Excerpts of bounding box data
— Begin —

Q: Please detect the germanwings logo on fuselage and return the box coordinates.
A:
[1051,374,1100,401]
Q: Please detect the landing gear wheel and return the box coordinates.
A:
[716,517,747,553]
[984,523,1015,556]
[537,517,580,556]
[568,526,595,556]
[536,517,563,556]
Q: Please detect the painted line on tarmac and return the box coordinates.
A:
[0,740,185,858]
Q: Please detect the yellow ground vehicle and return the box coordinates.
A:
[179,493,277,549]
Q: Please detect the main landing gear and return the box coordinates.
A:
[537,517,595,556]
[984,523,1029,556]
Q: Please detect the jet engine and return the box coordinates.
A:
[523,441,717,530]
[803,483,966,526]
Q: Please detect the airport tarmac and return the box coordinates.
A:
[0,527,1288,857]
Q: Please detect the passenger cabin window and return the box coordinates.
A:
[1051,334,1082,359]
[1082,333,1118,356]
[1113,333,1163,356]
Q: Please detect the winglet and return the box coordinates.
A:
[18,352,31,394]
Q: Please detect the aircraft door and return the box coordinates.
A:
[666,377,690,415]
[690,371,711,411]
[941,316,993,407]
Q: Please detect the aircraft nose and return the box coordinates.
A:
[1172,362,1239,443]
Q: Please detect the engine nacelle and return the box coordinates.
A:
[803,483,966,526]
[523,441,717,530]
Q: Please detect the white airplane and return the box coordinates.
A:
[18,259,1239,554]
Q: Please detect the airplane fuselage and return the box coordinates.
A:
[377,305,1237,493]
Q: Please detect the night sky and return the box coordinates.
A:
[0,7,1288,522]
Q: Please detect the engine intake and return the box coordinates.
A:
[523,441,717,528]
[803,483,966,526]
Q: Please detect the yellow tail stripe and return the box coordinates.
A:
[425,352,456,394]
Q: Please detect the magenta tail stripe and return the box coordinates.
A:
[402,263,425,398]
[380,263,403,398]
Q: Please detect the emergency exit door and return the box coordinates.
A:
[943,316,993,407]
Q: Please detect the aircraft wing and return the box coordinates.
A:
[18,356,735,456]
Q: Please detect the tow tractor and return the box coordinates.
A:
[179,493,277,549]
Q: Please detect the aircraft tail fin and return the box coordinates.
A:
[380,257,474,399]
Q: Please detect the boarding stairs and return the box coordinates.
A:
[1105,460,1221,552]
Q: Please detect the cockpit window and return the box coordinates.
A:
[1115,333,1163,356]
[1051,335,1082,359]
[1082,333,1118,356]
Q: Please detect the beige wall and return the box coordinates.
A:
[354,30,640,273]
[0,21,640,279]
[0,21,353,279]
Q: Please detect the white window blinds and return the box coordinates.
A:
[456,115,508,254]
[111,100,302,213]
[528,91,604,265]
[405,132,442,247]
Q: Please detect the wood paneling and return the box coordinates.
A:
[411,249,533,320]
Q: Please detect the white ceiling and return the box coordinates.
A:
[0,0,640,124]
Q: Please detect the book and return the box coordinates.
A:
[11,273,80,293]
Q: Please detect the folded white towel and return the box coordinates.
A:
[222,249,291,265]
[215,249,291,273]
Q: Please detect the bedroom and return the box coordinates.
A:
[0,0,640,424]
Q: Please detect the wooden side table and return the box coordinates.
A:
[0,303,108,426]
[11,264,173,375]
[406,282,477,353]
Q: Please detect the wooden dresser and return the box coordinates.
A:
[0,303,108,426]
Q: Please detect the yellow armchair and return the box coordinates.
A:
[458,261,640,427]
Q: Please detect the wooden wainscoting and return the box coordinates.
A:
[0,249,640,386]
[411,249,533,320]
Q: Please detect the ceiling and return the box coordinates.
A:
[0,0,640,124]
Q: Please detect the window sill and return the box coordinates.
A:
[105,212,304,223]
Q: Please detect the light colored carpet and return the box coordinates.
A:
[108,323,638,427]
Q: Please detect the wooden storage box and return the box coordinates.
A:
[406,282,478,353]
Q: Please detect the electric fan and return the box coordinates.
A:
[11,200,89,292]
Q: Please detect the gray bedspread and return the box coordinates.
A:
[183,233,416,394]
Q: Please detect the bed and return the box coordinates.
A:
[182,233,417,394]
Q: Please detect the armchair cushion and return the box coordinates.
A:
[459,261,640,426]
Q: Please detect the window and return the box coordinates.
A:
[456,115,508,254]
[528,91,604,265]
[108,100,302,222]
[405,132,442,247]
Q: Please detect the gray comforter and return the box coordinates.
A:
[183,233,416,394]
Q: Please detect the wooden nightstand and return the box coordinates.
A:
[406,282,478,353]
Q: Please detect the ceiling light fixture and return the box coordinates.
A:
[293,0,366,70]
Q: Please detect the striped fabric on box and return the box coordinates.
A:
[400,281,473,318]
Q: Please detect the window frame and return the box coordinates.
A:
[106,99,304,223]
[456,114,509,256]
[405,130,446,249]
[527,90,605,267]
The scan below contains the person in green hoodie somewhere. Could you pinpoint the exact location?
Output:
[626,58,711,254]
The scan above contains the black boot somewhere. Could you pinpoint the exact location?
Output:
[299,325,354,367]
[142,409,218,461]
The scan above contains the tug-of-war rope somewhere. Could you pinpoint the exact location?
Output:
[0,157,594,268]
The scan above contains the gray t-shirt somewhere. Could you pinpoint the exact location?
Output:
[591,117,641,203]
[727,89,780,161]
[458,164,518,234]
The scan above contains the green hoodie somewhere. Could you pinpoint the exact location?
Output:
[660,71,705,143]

— End —

*WHAT TO WORK ON*:
Convert every line of the listing above into a numbered list, leaving out blank lines.

*EXPECTED ANSWER*:
1. Q: Please detect the germanwings logo on fuselage and return the box coordinates.
2. A:
3. [1051,374,1100,401]
4. Q: Please detect the landing gear wheel and return the box coordinates.
5. A:
6. [716,517,747,553]
7. [984,523,1015,556]
8. [537,517,580,556]
9. [568,526,595,556]
10. [536,517,563,556]
11. Q: Please detect the painted line on tarmac and return the box coordinates.
12. A:
13. [0,740,185,858]
14. Q: Please detect the yellow ground vehicle and return the box coordinates.
15. A:
16. [179,493,277,549]
17. Q: Please detect the main landing gear and return the box coordinates.
18. A:
19. [537,517,595,556]
20. [984,523,1029,556]
21. Q: Please detect the jet engine and return the box coordinates.
22. A:
23. [523,441,717,530]
24. [803,483,966,526]
25. Q: Please detect the airport tarmac and return the box coordinates.
26. A:
27. [0,527,1288,857]
28. Q: Please detect the passenger cabin window and return the box coordinates.
29. A:
30. [1051,334,1082,359]
31. [1082,333,1118,356]
32. [1113,333,1163,356]
33. Q: Please detect the winglet and return the box coordinates.
34. A:
35. [18,352,31,394]
36. Q: Please detect the aircraft door and return the box coordinates.
37. A:
38. [666,377,690,415]
39. [690,371,711,411]
40. [941,316,993,407]
41. Q: Please detect the aircraft nose and return the box coordinates.
42. A:
43. [1172,362,1239,443]
44. Q: Please detect the engine nacelle and return the box coordinates.
45. A:
46. [803,483,966,526]
47. [523,441,717,530]
48. Q: Please detect the white airplane and return the box coordinates.
49. A:
50. [18,259,1239,554]
51. Q: Please detect the airplane fuselage and return the box coordinates.
52. A:
53. [377,305,1237,493]
54. Q: Please detect the night sky and return the box coordinates.
55. A:
56. [0,7,1288,522]
57. Q: Please detect the engine intake and return the box coordinates.
58. A:
59. [523,441,717,528]
60. [803,483,966,526]
61. Q: Please detect the yellow tail stripe and return the box coordinates.
62. A:
63. [425,352,456,394]
64. Q: Please detect the magenta tail stripe and return the box coordinates.
65. A:
66. [402,263,425,398]
67. [380,263,403,398]
68. Q: Please detect the emergency exit door and return the box coordinates.
69. A:
70. [943,316,993,407]
71. Q: Please detect the aircraft wing and return the box coordinates.
72. A:
73. [18,356,735,456]
74. Q: Please detect the tow tractor and return the box coordinates.
75. A:
76. [179,493,277,549]
77. Q: Please detect the aircraft tail fin and return the box coordinates.
78. A:
79. [380,257,474,399]
80. Q: Please detect the boarding stairs and return the box coordinates.
81. A:
82. [1105,460,1221,552]
83. Q: Please detect the cockpit window and return the box coordinates.
84. A:
85. [1115,333,1163,356]
86. [1051,335,1082,359]
87. [1082,333,1118,356]
88. Q: Please detect the beige wall and return the box coordinates.
89. A:
90. [354,30,640,273]
91. [0,21,640,279]
92. [0,21,353,279]
93. Q: Please detect the white window blinds and return the box coordinates.
94. A:
95. [456,115,508,254]
96. [111,100,302,213]
97. [528,91,604,265]
98. [405,132,442,247]
99. Q: Please detect the wood paneling and return the box coordinates.
100. A:
101. [411,249,533,320]
102. Q: Please detect the white ceiling and return the box coordinates.
103. A:
104. [0,0,640,124]
105. Q: Please detect the book and return the box coordinates.
106. A:
107. [11,273,80,293]
108. Q: Please detect the folded white towel and return the box coordinates.
109. A:
110. [222,249,291,265]
111. [215,249,291,273]
112. Q: Please detect the bedroom and return the box coordinates.
113. A:
114. [0,0,640,424]
115. Q: Please detect the wooden side table and return the box coordinates.
116. A:
117. [0,303,108,426]
118. [11,264,173,375]
119. [406,282,477,353]
120. Q: Please detect the wooden dresser and return the box coordinates.
121. A:
122. [0,303,108,426]
123. Q: Please detect the yellow armchair and return the box coordinates.
124. A:
125. [458,261,640,427]
126. Q: Please detect the wooden wainscoting and return the box coordinates.
127. A:
128. [0,249,640,386]
129. [411,249,533,320]
130. Q: Please detect the ceiling and return the box coordinates.
131. A:
132. [0,0,640,124]
133. Q: Please detect the window sill and return the box coordinates.
134. A:
135. [105,212,304,223]
136. Q: Please detect the light colored carpet and return the box coordinates.
137. A:
138. [108,323,638,427]
139. Q: Please detect the wooden storage box and return the box coordinates.
140. A:
141. [406,282,478,353]
142. Q: Please detect the electric fan and return the box coordinates.
143. A:
144. [11,200,89,292]
145. Q: Please detect the gray bedspread and return the box coordinates.
146. A:
147. [183,233,416,394]
148. Q: Please detect the bed and return the box coordinates.
149. A:
150. [182,233,417,394]
151. Q: Please detect the armchair cushion and return the box coordinates.
152. A:
153. [459,261,640,426]
154. Q: Please detect the window and return the box coordinates.
155. A:
156. [456,115,508,254]
157. [528,91,604,265]
158. [108,100,302,222]
159. [405,132,442,247]
160. Q: Please detect the gray comforter and return the box coordinates.
161. A:
162. [183,233,416,394]
163. Q: Please detect the wooden nightstand and return the box coordinates.
164. A:
165. [406,282,478,353]
166. Q: Please detect the ceiling light fixture and return the box coordinates.
167. A:
168. [293,0,366,70]
169. Q: Please detect the striped fabric on box and return the box coordinates.
170. A:
171. [400,281,473,318]
172. Q: Please detect the window frame and return the box coordinates.
173. A:
174. [106,99,304,223]
175. [456,114,509,256]
176. [405,130,446,249]
177. [527,90,605,267]
178. The scan below contains the person in green hoodie somewhere. Could you pinpoint the exact location?
179. Output:
180. [626,58,711,254]
181. The scan above contains the black boot somewhere. Could you pinpoint the exact location?
182. Output:
183. [299,325,354,367]
184. [142,409,218,461]
185. The scan above contains the tug-of-war rope somewhere. Could you pinpoint the exact location?
186. Output:
187. [0,157,594,268]
188. The scan above contains the gray t-shirt somewhere. Could you pinpoint the exact location?
189. Output:
190. [591,117,641,203]
191. [727,89,780,161]
192. [458,164,518,234]
193. The scan above contains the green hoodie somewhere. Could you pinpoint the exact location?
194. Output:
195. [660,71,705,143]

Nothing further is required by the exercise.